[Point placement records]
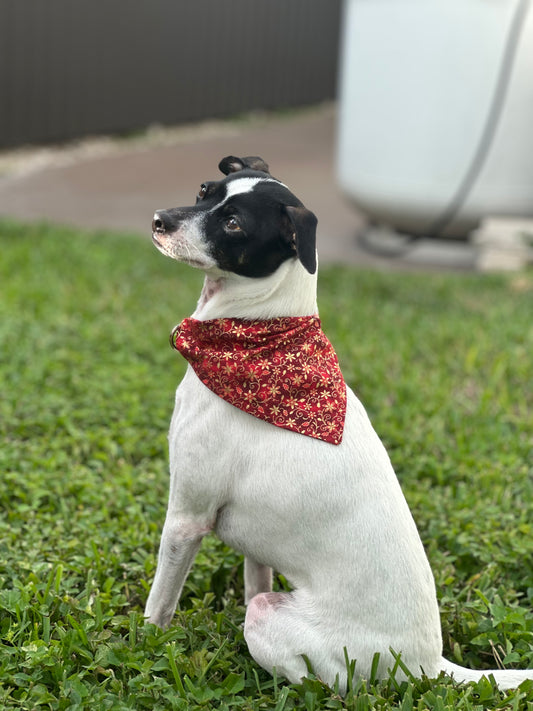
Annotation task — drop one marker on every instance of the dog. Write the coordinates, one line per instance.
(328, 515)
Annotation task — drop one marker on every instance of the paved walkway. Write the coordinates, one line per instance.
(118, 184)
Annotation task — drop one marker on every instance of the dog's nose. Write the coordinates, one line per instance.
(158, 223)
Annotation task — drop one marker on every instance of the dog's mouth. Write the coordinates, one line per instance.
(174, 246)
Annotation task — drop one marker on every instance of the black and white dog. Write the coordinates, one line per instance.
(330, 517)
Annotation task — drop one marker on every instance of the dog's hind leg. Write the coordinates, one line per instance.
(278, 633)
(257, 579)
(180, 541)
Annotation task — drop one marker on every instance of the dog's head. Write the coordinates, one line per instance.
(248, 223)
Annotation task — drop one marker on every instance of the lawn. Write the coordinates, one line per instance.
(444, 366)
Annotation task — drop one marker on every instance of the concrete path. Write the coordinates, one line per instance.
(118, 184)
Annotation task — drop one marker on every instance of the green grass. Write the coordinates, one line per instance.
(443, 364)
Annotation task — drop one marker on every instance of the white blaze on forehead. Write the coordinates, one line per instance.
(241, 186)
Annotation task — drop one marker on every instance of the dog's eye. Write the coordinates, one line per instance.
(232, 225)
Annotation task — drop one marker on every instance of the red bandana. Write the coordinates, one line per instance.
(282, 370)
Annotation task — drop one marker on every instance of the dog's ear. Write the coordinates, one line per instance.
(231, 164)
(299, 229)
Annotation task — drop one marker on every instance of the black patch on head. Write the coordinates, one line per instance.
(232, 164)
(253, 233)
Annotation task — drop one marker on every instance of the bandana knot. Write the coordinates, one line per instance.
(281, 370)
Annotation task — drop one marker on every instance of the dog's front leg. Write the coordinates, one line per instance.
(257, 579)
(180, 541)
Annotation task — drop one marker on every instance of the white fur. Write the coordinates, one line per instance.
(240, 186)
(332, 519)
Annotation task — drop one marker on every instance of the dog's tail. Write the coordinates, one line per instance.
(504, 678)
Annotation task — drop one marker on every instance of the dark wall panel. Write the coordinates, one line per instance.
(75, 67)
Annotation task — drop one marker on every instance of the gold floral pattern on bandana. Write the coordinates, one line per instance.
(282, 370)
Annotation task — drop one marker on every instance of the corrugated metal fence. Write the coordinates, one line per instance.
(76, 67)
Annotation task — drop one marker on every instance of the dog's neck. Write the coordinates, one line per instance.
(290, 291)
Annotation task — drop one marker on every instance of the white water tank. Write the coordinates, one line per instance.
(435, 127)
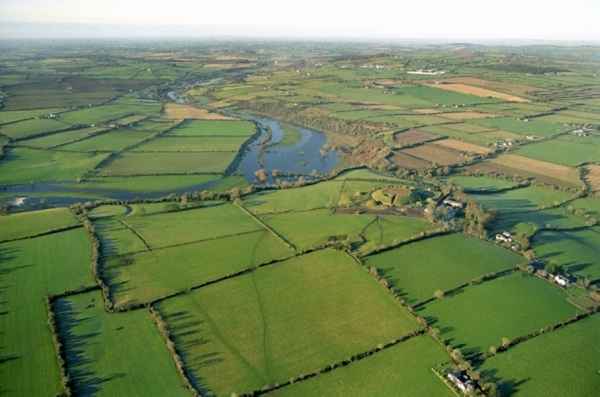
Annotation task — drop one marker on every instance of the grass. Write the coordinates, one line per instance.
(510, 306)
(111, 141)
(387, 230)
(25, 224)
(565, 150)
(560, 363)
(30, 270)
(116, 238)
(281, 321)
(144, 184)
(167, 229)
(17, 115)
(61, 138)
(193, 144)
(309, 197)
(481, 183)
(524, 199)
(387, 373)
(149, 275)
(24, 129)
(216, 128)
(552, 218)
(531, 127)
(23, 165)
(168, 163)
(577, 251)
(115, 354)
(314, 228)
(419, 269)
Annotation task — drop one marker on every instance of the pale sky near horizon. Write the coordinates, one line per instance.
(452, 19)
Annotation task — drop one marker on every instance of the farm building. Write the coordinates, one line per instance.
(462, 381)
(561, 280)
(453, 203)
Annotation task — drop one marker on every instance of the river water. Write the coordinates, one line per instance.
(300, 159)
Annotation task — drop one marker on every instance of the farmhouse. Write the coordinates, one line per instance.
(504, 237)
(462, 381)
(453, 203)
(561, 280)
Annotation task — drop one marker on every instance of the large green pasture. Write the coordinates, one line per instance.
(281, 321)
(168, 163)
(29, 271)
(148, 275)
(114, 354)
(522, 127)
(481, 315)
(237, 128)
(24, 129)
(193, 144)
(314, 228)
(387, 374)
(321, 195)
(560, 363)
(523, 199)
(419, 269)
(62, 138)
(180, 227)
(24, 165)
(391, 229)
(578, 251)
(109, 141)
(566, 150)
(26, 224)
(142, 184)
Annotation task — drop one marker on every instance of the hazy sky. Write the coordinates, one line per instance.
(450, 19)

What you are asked to do:
Starting with the line that contains "tank. Write the coordinates, one line per instance." and going on through the end of the records, write those lines out again with "farmhouse" switched to "barn" and everything else unchanged. Leave the pictures out of your answer.

Result for this task:
Annotation task — drop one marker on every instance of the white water tank. Write the coordinates, one line per instance.
(435, 127)
Annotation task — drop one marker on every instance of the grass. Write the coordinates, one line per instance.
(510, 306)
(111, 141)
(387, 230)
(25, 224)
(565, 150)
(560, 363)
(30, 270)
(116, 238)
(281, 321)
(144, 184)
(167, 229)
(17, 115)
(61, 138)
(193, 144)
(309, 197)
(481, 183)
(524, 199)
(387, 373)
(149, 275)
(24, 129)
(216, 128)
(552, 218)
(531, 127)
(23, 165)
(168, 163)
(577, 251)
(115, 354)
(314, 228)
(419, 269)
Annotation task — drop one marker on every instance of the pale sky near horizon. Write the coordinates, one line per instance.
(452, 19)
Annotation task — drop one marker on every instance of the farm building. Write the coordinates, one line per instance.
(462, 381)
(561, 280)
(453, 203)
Annotation task — drop one marker on every instance of the river water. Write the coordinates, one line per instance.
(300, 159)
Annotation task — drop one marker on every instance of the barn. Write the coordinates, one line per instance.
(504, 237)
(462, 381)
(453, 203)
(561, 280)
Annotation task — drop one marker on every instance of the large green pasture. Write the coordinates, one line per instance.
(281, 321)
(168, 163)
(29, 271)
(148, 275)
(114, 354)
(522, 127)
(481, 315)
(237, 128)
(24, 129)
(193, 144)
(314, 228)
(387, 374)
(321, 195)
(560, 363)
(523, 199)
(419, 269)
(62, 138)
(180, 227)
(24, 165)
(391, 229)
(578, 251)
(109, 141)
(566, 150)
(26, 224)
(142, 184)
Annotation task — drop one marker on every instance of the hazy sky. Write the coordinates, one line per instance.
(450, 19)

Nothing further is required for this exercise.